• _Work request_:
Please write out every entry below exactly, leaving out any pictures.
*** Records for the exercise ***
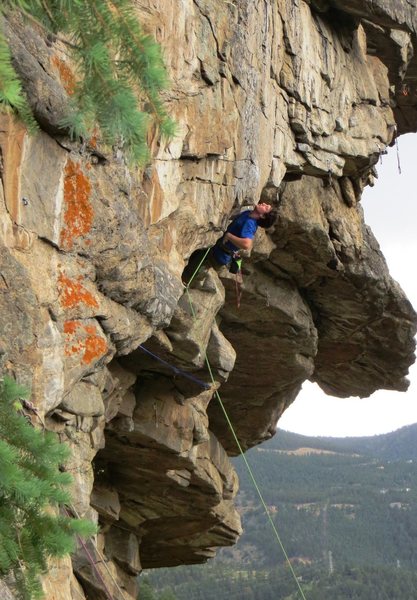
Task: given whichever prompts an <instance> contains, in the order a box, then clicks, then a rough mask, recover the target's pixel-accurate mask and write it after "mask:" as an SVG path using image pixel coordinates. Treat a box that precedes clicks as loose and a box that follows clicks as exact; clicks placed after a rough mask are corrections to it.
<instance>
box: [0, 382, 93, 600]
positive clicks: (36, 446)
mask: <svg viewBox="0 0 417 600" xmlns="http://www.w3.org/2000/svg"><path fill="white" fill-rule="evenodd" d="M26 396H27V392H26V390H25V389H24V388H22V387H21V386H19V385H18V384H16V382H15V381H14V380H13V379H11V378H8V377H4V378H3V379H2V380H0V577H5V576H6V575H11V576H12V579H13V581H14V585H15V587H16V591H17V593H18V594H19V598H21V599H22V600H32V599H37V598H42V588H41V584H40V580H39V575H40V574H42V573H43V572H45V571H46V568H47V559H48V558H49V557H62V556H64V555H65V554H68V553H70V552H72V551H73V550H74V546H75V536H76V535H81V536H83V537H85V536H89V535H92V534H93V533H95V532H96V527H95V525H94V524H93V523H91V522H90V521H86V520H83V519H71V518H69V517H67V516H64V515H60V514H59V507H60V506H62V505H64V504H69V503H70V500H71V499H70V495H69V492H68V490H67V488H68V485H69V484H70V482H71V477H70V475H69V474H68V473H65V472H62V471H61V470H60V466H61V465H62V464H63V463H64V462H65V460H66V459H67V458H68V454H69V449H68V447H67V446H65V445H64V444H61V443H59V441H58V439H57V437H56V435H55V434H53V433H52V432H43V431H41V430H39V429H35V428H34V427H33V426H32V425H31V423H30V422H29V421H28V420H27V418H26V417H25V416H24V415H23V414H22V408H23V405H22V402H23V399H24V398H25V397H26ZM54 507H55V510H53V508H54Z"/></svg>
*** End of Records for the exercise ***
• _The completed task_:
Task: given whichever prompts an <instance> contains, in the order a box, then clicks, then a rough mask, recover the target's pixel-accurate mask and write it after "mask:" as an SVG path using image pixel coordinates. Treat a box that precedes clicks as loose and a box that follows clicks as exact; clicks placed after a rough mask are corrections to it.
<instance>
box: [0, 382, 93, 600]
positive clicks: (36, 446)
mask: <svg viewBox="0 0 417 600" xmlns="http://www.w3.org/2000/svg"><path fill="white" fill-rule="evenodd" d="M26 396H27V392H26V390H25V389H24V388H22V387H21V386H19V385H18V384H16V382H15V381H14V380H13V379H11V378H8V377H4V378H3V379H2V380H0V577H5V576H6V575H11V576H12V579H13V581H14V585H15V587H16V591H17V593H18V594H19V598H21V599H22V600H32V599H37V598H42V588H41V584H40V580H39V575H40V574H42V573H43V572H45V571H46V568H47V559H48V558H49V557H62V556H64V555H65V554H68V553H70V552H72V551H73V550H74V546H75V536H76V535H81V536H83V537H85V536H89V535H92V534H93V533H95V532H96V527H95V525H94V524H93V523H91V522H90V521H86V520H83V519H71V518H69V517H67V516H64V515H60V514H59V507H60V506H62V505H64V504H69V503H70V500H71V499H70V495H69V492H68V490H67V488H68V485H69V484H70V482H71V477H70V475H69V474H68V473H65V472H62V471H61V470H60V466H61V465H62V464H63V463H64V462H65V460H66V459H67V458H68V454H69V449H68V447H67V446H65V445H64V444H61V443H59V441H58V439H57V437H56V435H55V434H53V433H52V432H43V431H41V430H39V429H35V428H34V427H33V426H32V425H31V423H30V422H29V421H28V420H27V418H26V417H25V416H24V415H23V414H22V408H23V405H22V402H23V399H24V398H25V397H26ZM54 507H55V510H53V508H54Z"/></svg>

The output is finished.